-- Task list --
1. List every semiconductor material that the photovoltaics text names for making cells.
2. Write out the photovoltaics text from "It is both a" to "to the grid.".

-- Document extract --
::::

It is both a discipline and technology involving the production of electricity by converting solar radiation. Materials used for this purpose are semiconductors with special properties, such as silicon – the second most common element in the Earth. Photovoltaic cells produce direct current, which is subsequently converted by an inverter into alternating current supplied to the grid.
Photovoltaic systems have simple construction and they are easy to use both in household conditions as well as in industrial environment. They don’t generate noises and many years of researches point out their reliability and durability in the 20-30 years period after manufacture. Photovoltaic systems do not require the maintenance, and the installment is possible on any surface, which is suitable for receiving solar energy.
Currently, the market offers a three – generation photovoltaic systems of the third generation. The first and most common one are cells made from silicon. The second generation offers more advanced thin layer semiconductor technology, made of amorphous silicon, cadmium telluride or chalcopyrite. It is a less efficient technology, but it allows to reduce the cost of manufacturing cell. Third-generation cells are organic dye-sensitized. To obtain higher voltage and power they are connected in series or parallel modules and panels.

::::

-- Data provided --

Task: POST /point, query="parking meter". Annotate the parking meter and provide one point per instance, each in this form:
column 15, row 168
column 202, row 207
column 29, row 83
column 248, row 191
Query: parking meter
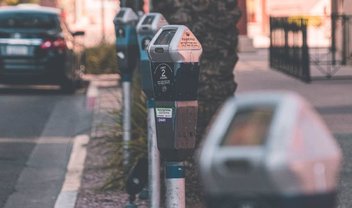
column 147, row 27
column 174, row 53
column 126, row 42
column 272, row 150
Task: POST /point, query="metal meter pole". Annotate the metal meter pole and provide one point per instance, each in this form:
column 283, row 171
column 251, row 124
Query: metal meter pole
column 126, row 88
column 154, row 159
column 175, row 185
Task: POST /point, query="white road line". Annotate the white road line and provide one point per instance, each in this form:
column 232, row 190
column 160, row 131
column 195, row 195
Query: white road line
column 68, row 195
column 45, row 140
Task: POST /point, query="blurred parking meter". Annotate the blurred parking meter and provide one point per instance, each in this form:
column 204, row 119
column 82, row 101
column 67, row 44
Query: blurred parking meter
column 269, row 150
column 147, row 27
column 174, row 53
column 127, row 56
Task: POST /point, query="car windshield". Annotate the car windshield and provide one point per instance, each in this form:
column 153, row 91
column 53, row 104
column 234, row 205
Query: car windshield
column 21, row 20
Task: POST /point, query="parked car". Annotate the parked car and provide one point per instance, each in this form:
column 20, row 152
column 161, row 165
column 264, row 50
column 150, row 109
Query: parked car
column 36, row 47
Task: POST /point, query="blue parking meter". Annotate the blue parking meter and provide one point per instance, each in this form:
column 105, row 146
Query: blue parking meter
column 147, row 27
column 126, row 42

::::

-- Solutions to the problems --
1. silicon, amorphous silicon, cadmium telluride, chalcopyrite

2.
It is both a discipline and technology involving the production of electricity by converting solar radiation. Materials used for this purpose are semiconductors with special properties, such as silicon – the second most common element in the Earth. Photovoltaic cells produce direct current, which is subsequently converted by an inverter into alternating current supplied to the grid.